→ **Exercise text**:
-=-=-

Future Proof: the opportunity to transform the UK's resilience to extreme risks

Report by Toby Ord, Angus Mercer, Sophie Dannreuther, Cassidy Nelson, Gregory Lewis, Piers Millett, Jess Whittlestone, Jade Leung, Markus Anderljung, Sam Hilton, Haydn Belfield
Published on 02 June 2021

A new report from CSER Research Affiliates at the Centre for Long-Term Resilience, CSER staff and colleagues at  Oxford University’s Future of Humanity Institute.

Executive Summary

Out of the wreckage of the Second World War, the UK transformed itself. It rebuilt its shattered economy. It founded the NHS. It created national insurance. And it helped establish international institutions like the United Nations so that the world would never endure a tragedy on this scale again.

Human progress doesn’t come in straight lines. Instead, there are rare moments where transformative change is possible — where decades’ worth of progress can be achieved in a matter of months.

-=-=-

→ **Data shown**:
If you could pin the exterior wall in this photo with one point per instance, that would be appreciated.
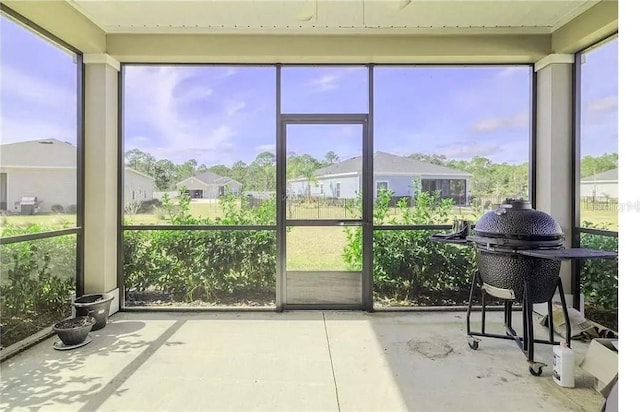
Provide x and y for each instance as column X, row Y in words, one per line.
column 211, row 191
column 599, row 189
column 137, row 187
column 403, row 185
column 234, row 187
column 399, row 185
column 51, row 186
column 192, row 184
column 349, row 187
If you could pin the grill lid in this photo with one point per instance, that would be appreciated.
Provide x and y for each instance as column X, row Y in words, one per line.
column 516, row 219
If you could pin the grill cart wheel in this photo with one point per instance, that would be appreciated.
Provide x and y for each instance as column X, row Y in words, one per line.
column 473, row 343
column 536, row 369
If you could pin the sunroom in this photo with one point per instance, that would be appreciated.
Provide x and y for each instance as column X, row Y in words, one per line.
column 280, row 111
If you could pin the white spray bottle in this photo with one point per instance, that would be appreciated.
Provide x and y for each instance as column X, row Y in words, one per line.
column 563, row 365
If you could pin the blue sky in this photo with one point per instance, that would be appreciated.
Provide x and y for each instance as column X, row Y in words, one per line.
column 221, row 114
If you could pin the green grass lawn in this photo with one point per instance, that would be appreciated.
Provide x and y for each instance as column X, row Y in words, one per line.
column 308, row 248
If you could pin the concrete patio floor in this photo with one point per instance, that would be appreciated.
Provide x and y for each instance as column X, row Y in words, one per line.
column 297, row 361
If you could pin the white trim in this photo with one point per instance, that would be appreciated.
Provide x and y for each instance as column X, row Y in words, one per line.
column 101, row 58
column 553, row 59
column 39, row 167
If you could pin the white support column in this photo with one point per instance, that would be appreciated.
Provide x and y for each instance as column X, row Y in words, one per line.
column 101, row 174
column 554, row 156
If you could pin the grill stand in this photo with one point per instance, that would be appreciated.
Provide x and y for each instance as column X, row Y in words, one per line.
column 527, row 340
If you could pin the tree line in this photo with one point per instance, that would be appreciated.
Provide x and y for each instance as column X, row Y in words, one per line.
column 488, row 178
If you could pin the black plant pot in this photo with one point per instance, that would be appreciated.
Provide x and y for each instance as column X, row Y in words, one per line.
column 74, row 331
column 96, row 306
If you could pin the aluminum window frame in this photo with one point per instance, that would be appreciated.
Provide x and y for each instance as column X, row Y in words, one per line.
column 577, row 229
column 78, row 229
column 369, row 227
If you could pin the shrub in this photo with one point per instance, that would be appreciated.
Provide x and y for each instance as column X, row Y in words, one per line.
column 35, row 292
column 57, row 209
column 408, row 266
column 148, row 206
column 205, row 265
column 599, row 277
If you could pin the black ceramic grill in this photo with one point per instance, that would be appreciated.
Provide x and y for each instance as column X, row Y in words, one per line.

-=-=-

→ **Work instruction A**: Return the passage of the report on extreme risks from "Report by Toby" up to and including "matter of months.", unchanged.
→ **Work instruction B**: Resume the report on extreme risks after its final sentence and carry it forward.
The material plays no part in what follows and can be left aside.

→ **Answer box A**:
Report by Toby Ord, Angus Mercer, Sophie Dannreuther, Cassidy Nelson, Gregory Lewis, Piers Millett, Jess Whittlestone, Jade Leung, Markus Anderljung, Sam Hilton, Haydn Belfield
Published on 02 June 2021

A new report from CSER Research Affiliates at the Centre for Long-Term Resilience, CSER staff and colleagues at  Oxford University’s Future of Humanity Institute.

Executive Summary

Out of the wreckage of the Second World War, the UK transformed itself. It rebuilt its shattered economy. It founded the NHS. It created national insurance. And it helped establish international institutions like the United Nations so that the world would never endure a tragedy on this scale again.

Human progress doesn’t come in straight lines. Instead, there are rare moments where transformative change is possible — where decades’ worth of progress can be achieved in a matter of months.

→ **Answer box B**:
Such an opportunity for transformative change may now be upon us. As the UK begins to emerge from Covid-19, which has cost tens of thousands of lives and over £300 billion in 2020 alone, we have a similar opportunity to that which existed in 1945.

While the scale of national tragedy is alive in our minds, the Government must seize this opportunity, and ensure we are much better prepared for the next extreme risk event that will devastate lives and economies on a global scale. The UK must become a global leader in ensuring long-term resilience to extreme risks, and keep pace with the significant steps the United States is taking in this area.

We do not know which extreme risk event will come next — it might be another pandemic, or it might be something completely different. But we do know what many of the most extreme risks are, and how best to prepare for them. This report offers a roadmap for how to do just that — it provides an insurance policy for Britain against the biggest threats we face.

In this report, leading experts set out the key extreme risks we face, analyse the UK’s current level of focus on each of them, and provide recommended actions for the Government to take over the next 12 months. Estimated costs of implementing these recommendations in the upcoming Comprehensive Spending Review are included in this report where possible, and further information is available on request. A great deal of progress can be made with
Government investment in the tens of millions — an insignificant sum in the context of any Spending Review.